**Provided data**
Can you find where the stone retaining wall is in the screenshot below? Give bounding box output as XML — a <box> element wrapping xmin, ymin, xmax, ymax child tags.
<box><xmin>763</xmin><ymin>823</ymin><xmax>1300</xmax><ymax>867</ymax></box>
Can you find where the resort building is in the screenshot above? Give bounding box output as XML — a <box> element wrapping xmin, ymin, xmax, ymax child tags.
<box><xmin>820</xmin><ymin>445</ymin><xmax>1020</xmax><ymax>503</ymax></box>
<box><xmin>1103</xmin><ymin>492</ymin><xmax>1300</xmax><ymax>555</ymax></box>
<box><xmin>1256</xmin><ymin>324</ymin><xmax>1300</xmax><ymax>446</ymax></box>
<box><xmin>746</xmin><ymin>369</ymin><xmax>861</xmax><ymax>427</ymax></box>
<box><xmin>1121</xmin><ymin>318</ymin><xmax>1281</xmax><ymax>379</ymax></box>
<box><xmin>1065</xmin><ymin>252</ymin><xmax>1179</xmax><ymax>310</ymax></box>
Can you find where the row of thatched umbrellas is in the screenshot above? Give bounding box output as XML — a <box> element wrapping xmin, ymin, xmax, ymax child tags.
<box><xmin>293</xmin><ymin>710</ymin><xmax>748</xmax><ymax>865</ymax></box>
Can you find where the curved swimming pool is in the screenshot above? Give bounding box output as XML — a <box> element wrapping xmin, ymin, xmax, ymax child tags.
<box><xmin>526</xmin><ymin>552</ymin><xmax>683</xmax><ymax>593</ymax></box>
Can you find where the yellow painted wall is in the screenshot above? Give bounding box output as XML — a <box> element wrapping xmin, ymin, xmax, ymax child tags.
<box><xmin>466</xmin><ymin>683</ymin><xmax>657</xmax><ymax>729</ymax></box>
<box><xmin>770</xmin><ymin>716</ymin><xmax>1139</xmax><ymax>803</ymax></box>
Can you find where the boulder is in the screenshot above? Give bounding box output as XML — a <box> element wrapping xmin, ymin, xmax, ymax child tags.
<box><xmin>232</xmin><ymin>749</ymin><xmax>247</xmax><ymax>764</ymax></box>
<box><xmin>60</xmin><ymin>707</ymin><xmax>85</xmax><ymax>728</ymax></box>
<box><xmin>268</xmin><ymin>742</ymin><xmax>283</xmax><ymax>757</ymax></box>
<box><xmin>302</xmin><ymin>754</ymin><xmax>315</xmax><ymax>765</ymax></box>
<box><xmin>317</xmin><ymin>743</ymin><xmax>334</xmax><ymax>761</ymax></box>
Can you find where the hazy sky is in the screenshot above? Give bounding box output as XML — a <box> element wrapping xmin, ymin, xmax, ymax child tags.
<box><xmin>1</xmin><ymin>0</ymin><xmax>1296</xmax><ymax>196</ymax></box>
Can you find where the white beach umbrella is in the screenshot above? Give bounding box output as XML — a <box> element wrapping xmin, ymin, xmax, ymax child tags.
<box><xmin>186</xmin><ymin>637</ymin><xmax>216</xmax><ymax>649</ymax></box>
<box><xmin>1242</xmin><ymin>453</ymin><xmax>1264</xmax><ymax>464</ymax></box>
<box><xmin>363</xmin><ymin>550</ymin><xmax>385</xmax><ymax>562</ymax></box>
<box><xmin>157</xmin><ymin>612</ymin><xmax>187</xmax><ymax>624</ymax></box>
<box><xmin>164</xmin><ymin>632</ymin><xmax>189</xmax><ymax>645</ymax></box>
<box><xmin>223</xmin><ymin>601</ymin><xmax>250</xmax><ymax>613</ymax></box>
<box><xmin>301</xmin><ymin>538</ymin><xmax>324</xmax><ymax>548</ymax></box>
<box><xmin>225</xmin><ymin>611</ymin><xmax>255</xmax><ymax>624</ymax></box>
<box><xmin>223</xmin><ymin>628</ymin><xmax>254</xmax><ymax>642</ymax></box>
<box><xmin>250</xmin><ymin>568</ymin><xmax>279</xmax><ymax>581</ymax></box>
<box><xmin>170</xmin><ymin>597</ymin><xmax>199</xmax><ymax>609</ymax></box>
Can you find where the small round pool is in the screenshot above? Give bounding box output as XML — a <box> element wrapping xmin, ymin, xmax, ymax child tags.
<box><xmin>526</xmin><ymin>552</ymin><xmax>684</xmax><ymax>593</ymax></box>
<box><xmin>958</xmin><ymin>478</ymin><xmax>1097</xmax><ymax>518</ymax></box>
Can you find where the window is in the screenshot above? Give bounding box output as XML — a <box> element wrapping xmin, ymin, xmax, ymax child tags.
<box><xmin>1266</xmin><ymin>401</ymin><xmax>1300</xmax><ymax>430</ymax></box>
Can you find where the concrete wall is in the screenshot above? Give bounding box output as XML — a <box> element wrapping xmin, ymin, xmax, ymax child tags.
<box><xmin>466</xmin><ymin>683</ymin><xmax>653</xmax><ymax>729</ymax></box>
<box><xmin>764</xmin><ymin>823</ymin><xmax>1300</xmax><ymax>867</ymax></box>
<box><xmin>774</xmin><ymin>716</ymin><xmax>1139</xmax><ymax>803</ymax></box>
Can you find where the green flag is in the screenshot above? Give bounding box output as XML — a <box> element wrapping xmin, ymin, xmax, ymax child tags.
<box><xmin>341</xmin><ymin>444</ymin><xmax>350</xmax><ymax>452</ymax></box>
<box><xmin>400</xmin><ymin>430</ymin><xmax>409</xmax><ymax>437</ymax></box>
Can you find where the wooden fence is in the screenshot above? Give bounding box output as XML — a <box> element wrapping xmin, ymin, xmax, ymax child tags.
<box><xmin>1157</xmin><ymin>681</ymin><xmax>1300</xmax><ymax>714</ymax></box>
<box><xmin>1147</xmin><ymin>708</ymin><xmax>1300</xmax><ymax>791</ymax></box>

**Your assignment**
Restate the records above word for word.

**Finished exercise**
Can you find where the stone retaining wall is in the screenshot below? Give bounding box output as XML — a <box> element wrapping xmin, ymin, xmax, ymax child tags.
<box><xmin>763</xmin><ymin>823</ymin><xmax>1300</xmax><ymax>867</ymax></box>
Can you find where the resort building is in the screenshot above? Give bounding box output as XML — a <box> element wrapping xmin, ymin, xmax, ymax child tags.
<box><xmin>820</xmin><ymin>445</ymin><xmax>1020</xmax><ymax>503</ymax></box>
<box><xmin>1103</xmin><ymin>492</ymin><xmax>1300</xmax><ymax>555</ymax></box>
<box><xmin>1256</xmin><ymin>324</ymin><xmax>1300</xmax><ymax>446</ymax></box>
<box><xmin>746</xmin><ymin>369</ymin><xmax>861</xmax><ymax>427</ymax></box>
<box><xmin>1121</xmin><ymin>318</ymin><xmax>1281</xmax><ymax>379</ymax></box>
<box><xmin>1065</xmin><ymin>252</ymin><xmax>1179</xmax><ymax>310</ymax></box>
Can you find where the row of thatched umbrellas is in the screenshot above? Give bounding box output as XML — a <box> element wrapping xmin, ymin, xmax, ymax child tags.
<box><xmin>293</xmin><ymin>710</ymin><xmax>748</xmax><ymax>865</ymax></box>
Can you find where the curved swimming pool is in the screenshot above? Give bounding box output as XML — a <box> element wrapping xmin, ymin, xmax, ymax child tags.
<box><xmin>526</xmin><ymin>552</ymin><xmax>683</xmax><ymax>593</ymax></box>
Can you find where the yellow painted wall is in the screenshot above? Give bounding box output as XML — a <box> element wrapping xmin, ymin, xmax, ymax child tags.
<box><xmin>466</xmin><ymin>683</ymin><xmax>657</xmax><ymax>729</ymax></box>
<box><xmin>770</xmin><ymin>716</ymin><xmax>1139</xmax><ymax>803</ymax></box>
Can you find where the boulder is in the screenshot above? Give bounding box output as XML — a <box> element wrapping xmin, ymin, xmax, ymax child tags.
<box><xmin>232</xmin><ymin>749</ymin><xmax>247</xmax><ymax>764</ymax></box>
<box><xmin>60</xmin><ymin>707</ymin><xmax>85</xmax><ymax>728</ymax></box>
<box><xmin>268</xmin><ymin>742</ymin><xmax>283</xmax><ymax>757</ymax></box>
<box><xmin>302</xmin><ymin>754</ymin><xmax>315</xmax><ymax>765</ymax></box>
<box><xmin>317</xmin><ymin>743</ymin><xmax>334</xmax><ymax>761</ymax></box>
Can you find where the hazy sky is in the screenshot above? Give bounding box output as XML — a <box> element wrapping xmin, ymin, xmax, ymax child tags.
<box><xmin>1</xmin><ymin>0</ymin><xmax>1296</xmax><ymax>196</ymax></box>
Can you find where the white beach umbrella is in the screenshot above? Give bounding box output as XML — a <box> element wrapping xmin, ymin, xmax, ymax child tags.
<box><xmin>186</xmin><ymin>637</ymin><xmax>216</xmax><ymax>649</ymax></box>
<box><xmin>1242</xmin><ymin>453</ymin><xmax>1264</xmax><ymax>464</ymax></box>
<box><xmin>363</xmin><ymin>550</ymin><xmax>385</xmax><ymax>562</ymax></box>
<box><xmin>157</xmin><ymin>612</ymin><xmax>187</xmax><ymax>624</ymax></box>
<box><xmin>164</xmin><ymin>632</ymin><xmax>189</xmax><ymax>645</ymax></box>
<box><xmin>223</xmin><ymin>601</ymin><xmax>250</xmax><ymax>613</ymax></box>
<box><xmin>301</xmin><ymin>538</ymin><xmax>324</xmax><ymax>548</ymax></box>
<box><xmin>225</xmin><ymin>611</ymin><xmax>255</xmax><ymax>624</ymax></box>
<box><xmin>223</xmin><ymin>628</ymin><xmax>254</xmax><ymax>642</ymax></box>
<box><xmin>250</xmin><ymin>568</ymin><xmax>279</xmax><ymax>581</ymax></box>
<box><xmin>170</xmin><ymin>597</ymin><xmax>199</xmax><ymax>609</ymax></box>
Can you find where the small round pool is in the screenshot above? Give bounding box output as XML — a <box> element wrapping xmin, ymin, xmax, ymax child tags.
<box><xmin>526</xmin><ymin>552</ymin><xmax>684</xmax><ymax>593</ymax></box>
<box><xmin>958</xmin><ymin>478</ymin><xmax>1097</xmax><ymax>518</ymax></box>
Can you find where the window is in the screenshot above? Give bounding box output as XML — a <box> element wrapping xmin, ymin, xmax, ymax child tags.
<box><xmin>1266</xmin><ymin>401</ymin><xmax>1300</xmax><ymax>430</ymax></box>
Can you find where the concrete wall is in the screenshot above? Give bounding box output as XML — a <box> element wrapping xmin, ymin, xmax, ymax child tags.
<box><xmin>466</xmin><ymin>683</ymin><xmax>653</xmax><ymax>729</ymax></box>
<box><xmin>764</xmin><ymin>823</ymin><xmax>1300</xmax><ymax>867</ymax></box>
<box><xmin>774</xmin><ymin>716</ymin><xmax>1139</xmax><ymax>803</ymax></box>
Can you find where the green flag is in the screenshot above? Give bounding box output as XML — a <box> element wrapping xmin, ymin, xmax, ymax child tags.
<box><xmin>341</xmin><ymin>444</ymin><xmax>350</xmax><ymax>452</ymax></box>
<box><xmin>400</xmin><ymin>430</ymin><xmax>409</xmax><ymax>437</ymax></box>
Can you find where the wooden fence is in the screenshot above? Give bounding box output as XML — a <box> element wrapping xmin, ymin, xmax, ymax child tags.
<box><xmin>1157</xmin><ymin>681</ymin><xmax>1300</xmax><ymax>714</ymax></box>
<box><xmin>1147</xmin><ymin>708</ymin><xmax>1300</xmax><ymax>791</ymax></box>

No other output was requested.